PROMPT: Start at the line with "Target: balcony railing" in the records below, stop at the line with "The function MUST provide one marker per instance of the person", and return every line in that span exactly, the two end lines included.

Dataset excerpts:
::::

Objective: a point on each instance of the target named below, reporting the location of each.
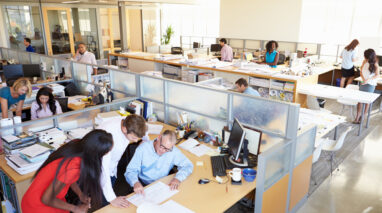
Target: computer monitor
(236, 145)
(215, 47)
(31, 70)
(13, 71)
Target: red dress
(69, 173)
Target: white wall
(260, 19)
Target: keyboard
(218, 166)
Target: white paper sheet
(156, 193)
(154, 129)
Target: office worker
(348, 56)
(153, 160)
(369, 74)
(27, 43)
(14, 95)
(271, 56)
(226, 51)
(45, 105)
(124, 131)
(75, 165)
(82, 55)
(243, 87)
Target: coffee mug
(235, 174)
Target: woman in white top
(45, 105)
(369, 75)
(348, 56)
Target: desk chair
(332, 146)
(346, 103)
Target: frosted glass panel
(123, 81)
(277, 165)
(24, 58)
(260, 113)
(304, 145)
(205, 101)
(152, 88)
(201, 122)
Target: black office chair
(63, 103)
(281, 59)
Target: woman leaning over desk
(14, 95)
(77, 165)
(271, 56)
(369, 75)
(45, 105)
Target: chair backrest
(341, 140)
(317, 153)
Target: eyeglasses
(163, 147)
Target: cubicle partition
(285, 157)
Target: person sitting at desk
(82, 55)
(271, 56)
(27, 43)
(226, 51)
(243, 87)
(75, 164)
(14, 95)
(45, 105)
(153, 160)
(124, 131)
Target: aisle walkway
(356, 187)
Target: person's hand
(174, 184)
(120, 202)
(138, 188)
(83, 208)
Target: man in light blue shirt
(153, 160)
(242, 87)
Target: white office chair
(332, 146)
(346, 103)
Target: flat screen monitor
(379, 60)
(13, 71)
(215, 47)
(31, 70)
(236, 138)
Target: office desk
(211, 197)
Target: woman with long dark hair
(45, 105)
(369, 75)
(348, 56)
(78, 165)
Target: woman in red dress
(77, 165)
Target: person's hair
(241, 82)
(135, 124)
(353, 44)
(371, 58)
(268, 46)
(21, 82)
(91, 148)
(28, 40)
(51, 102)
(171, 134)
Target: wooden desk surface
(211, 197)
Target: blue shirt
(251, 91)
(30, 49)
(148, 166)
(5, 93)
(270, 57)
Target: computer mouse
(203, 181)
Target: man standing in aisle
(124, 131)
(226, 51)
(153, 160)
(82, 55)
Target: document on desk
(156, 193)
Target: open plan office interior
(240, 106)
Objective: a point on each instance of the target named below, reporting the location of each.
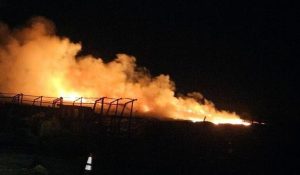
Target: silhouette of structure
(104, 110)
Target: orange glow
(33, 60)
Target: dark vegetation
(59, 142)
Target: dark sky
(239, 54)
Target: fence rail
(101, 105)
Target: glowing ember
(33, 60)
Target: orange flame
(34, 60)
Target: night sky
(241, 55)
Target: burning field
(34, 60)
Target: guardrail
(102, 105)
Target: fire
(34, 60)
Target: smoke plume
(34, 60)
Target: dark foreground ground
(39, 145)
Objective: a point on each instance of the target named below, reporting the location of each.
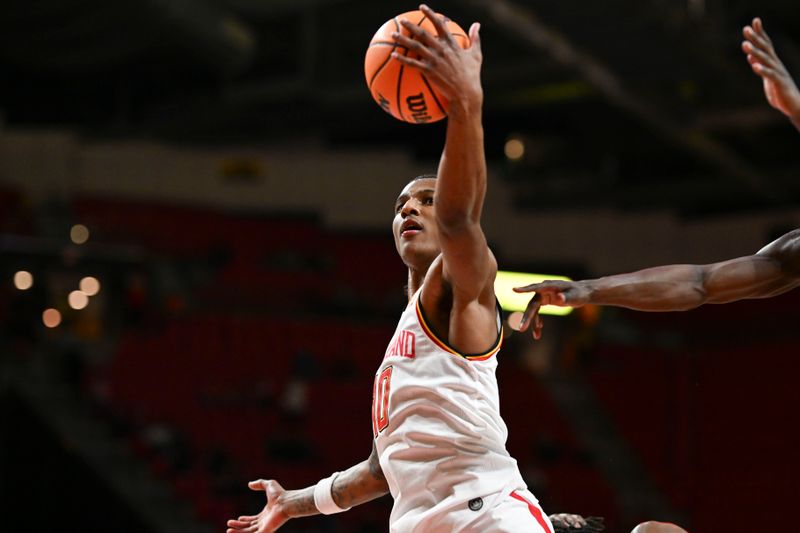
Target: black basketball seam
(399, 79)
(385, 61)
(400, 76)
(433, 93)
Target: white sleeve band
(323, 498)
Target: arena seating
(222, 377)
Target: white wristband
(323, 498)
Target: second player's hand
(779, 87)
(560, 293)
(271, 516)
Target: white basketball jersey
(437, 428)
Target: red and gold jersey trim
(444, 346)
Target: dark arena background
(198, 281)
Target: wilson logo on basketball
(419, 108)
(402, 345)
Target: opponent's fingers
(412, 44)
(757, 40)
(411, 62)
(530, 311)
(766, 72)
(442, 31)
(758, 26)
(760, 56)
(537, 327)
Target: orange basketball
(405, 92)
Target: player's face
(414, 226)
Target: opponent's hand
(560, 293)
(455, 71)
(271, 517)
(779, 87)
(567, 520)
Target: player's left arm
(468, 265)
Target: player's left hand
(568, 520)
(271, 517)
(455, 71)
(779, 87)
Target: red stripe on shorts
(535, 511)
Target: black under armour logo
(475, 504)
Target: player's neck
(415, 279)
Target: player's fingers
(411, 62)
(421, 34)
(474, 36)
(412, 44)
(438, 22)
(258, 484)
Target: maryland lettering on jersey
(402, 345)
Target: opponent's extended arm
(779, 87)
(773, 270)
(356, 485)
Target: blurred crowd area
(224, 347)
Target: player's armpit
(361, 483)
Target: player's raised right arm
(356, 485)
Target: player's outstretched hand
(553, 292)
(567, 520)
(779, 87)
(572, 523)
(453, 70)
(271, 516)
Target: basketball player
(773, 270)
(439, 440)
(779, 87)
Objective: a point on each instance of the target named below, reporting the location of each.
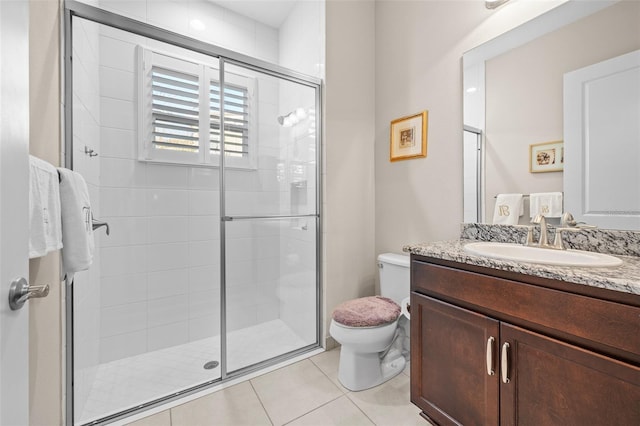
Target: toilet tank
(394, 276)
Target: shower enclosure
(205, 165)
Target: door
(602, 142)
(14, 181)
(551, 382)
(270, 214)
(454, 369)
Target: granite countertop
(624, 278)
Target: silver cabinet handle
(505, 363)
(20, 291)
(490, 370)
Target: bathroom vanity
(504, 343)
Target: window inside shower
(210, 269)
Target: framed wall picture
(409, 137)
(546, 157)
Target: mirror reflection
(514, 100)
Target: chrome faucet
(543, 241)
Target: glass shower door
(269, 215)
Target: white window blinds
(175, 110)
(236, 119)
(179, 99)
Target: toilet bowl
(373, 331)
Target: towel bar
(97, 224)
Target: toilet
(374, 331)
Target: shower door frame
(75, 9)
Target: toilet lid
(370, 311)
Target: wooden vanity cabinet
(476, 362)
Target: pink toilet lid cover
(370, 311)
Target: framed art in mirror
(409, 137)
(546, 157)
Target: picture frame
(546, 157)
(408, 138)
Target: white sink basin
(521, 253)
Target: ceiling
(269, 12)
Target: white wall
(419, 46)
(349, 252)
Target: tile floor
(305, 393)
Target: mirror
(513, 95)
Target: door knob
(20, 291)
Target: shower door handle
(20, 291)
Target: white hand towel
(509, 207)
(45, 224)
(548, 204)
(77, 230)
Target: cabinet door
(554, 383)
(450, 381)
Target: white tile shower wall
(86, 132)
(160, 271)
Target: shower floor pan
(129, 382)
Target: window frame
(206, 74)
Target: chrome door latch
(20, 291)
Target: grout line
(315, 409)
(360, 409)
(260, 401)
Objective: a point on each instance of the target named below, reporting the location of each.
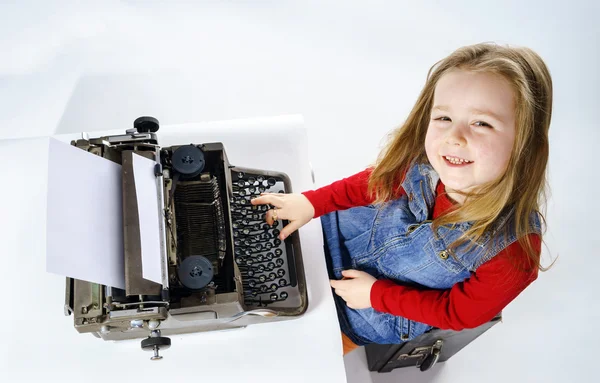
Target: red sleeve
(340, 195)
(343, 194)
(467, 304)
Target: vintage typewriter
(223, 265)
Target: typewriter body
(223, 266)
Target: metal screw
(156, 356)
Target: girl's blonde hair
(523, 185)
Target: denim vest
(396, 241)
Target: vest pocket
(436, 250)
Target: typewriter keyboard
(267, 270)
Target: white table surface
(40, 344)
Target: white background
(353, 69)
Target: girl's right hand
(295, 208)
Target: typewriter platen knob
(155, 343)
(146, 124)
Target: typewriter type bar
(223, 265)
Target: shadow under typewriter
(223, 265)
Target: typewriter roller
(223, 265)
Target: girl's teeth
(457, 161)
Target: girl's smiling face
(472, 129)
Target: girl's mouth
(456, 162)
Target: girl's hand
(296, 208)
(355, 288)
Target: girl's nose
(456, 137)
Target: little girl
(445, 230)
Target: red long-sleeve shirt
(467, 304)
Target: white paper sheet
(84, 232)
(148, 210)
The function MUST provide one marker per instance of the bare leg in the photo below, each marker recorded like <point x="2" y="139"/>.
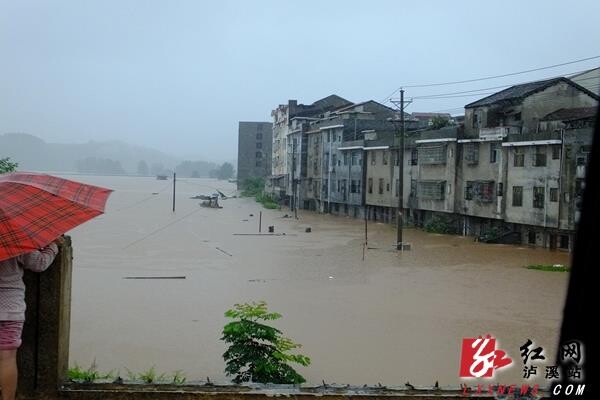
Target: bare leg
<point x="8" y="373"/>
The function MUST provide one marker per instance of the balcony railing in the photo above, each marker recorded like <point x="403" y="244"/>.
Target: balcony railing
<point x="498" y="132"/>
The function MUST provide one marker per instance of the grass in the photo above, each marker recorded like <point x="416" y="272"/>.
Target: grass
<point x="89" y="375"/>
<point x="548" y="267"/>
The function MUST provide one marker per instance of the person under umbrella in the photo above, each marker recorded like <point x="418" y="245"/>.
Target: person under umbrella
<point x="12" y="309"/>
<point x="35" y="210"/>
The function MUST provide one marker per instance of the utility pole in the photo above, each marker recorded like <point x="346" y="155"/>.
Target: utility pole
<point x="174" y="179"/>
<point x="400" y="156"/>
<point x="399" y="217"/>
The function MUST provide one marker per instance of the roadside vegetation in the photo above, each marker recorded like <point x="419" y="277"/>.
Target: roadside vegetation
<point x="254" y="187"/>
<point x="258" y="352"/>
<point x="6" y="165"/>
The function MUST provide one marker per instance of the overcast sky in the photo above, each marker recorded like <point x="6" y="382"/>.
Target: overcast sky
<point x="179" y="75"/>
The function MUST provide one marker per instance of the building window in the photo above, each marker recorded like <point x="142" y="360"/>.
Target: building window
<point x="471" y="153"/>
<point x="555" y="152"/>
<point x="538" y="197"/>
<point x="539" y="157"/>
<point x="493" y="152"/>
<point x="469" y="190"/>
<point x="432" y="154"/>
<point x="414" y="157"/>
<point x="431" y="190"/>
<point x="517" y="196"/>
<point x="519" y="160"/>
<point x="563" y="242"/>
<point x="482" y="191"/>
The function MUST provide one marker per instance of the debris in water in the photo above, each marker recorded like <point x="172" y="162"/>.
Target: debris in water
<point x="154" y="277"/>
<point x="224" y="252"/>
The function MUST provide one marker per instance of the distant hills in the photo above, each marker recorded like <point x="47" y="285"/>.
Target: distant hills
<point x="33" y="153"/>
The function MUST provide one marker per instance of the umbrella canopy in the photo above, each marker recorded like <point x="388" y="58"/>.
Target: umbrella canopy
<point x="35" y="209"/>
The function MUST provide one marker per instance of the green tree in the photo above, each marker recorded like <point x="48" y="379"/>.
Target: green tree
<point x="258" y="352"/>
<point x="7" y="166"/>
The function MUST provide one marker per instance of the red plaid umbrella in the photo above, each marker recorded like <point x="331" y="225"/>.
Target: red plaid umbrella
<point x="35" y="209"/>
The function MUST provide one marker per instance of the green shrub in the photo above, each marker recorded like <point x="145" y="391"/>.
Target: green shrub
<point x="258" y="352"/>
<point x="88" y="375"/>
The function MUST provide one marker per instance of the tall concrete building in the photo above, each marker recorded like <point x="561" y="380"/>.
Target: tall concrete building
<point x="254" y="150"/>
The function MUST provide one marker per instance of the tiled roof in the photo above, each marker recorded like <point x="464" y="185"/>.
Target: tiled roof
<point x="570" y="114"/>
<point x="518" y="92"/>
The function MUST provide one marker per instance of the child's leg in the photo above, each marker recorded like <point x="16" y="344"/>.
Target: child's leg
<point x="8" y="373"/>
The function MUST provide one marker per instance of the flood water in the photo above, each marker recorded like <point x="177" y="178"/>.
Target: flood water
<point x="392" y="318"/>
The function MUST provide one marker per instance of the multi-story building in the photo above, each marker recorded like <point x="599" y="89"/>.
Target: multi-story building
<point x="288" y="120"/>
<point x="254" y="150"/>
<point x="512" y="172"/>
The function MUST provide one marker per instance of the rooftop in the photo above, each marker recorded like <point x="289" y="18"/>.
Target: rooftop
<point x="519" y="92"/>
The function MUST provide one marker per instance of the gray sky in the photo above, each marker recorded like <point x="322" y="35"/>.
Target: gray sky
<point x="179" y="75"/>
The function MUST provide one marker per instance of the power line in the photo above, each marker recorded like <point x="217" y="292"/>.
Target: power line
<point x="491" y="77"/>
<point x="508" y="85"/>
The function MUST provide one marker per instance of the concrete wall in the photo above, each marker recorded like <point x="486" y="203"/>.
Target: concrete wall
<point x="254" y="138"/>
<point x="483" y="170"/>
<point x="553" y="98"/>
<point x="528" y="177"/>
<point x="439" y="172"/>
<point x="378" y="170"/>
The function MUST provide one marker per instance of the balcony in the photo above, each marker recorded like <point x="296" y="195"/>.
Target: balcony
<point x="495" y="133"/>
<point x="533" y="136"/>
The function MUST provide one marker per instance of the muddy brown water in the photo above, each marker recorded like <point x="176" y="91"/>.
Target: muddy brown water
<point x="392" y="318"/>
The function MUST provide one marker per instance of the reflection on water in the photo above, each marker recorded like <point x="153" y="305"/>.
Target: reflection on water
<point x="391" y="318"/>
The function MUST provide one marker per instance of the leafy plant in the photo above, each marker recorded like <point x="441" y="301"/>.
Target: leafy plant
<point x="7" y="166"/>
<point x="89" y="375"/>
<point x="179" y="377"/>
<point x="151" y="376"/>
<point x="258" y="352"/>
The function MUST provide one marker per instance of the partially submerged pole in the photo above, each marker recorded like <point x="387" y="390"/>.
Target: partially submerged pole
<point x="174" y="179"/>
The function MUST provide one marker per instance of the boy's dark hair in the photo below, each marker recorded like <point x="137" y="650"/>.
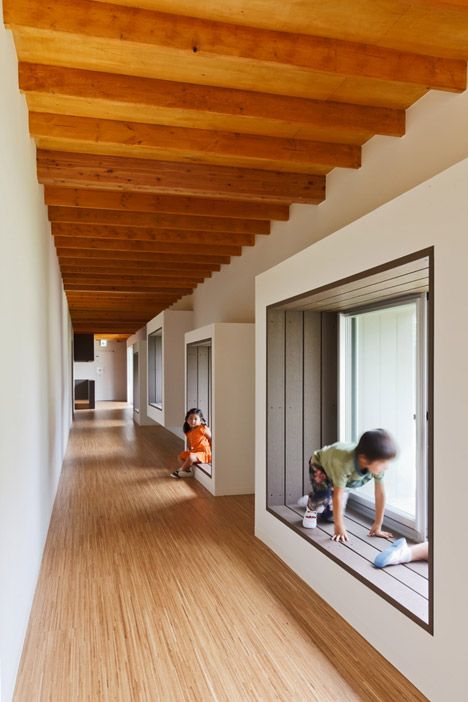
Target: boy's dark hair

::::

SOLUTION:
Target: balcony railing
<point x="498" y="132"/>
The function MUST provide one marker per instance of the grass in the photo above, each marker recorded like <point x="416" y="272"/>.
Target: grass
<point x="89" y="375"/>
<point x="548" y="267"/>
The function MUST provide one marker per instance of the person under umbrella in the photo above, each marker recorded like <point x="418" y="245"/>.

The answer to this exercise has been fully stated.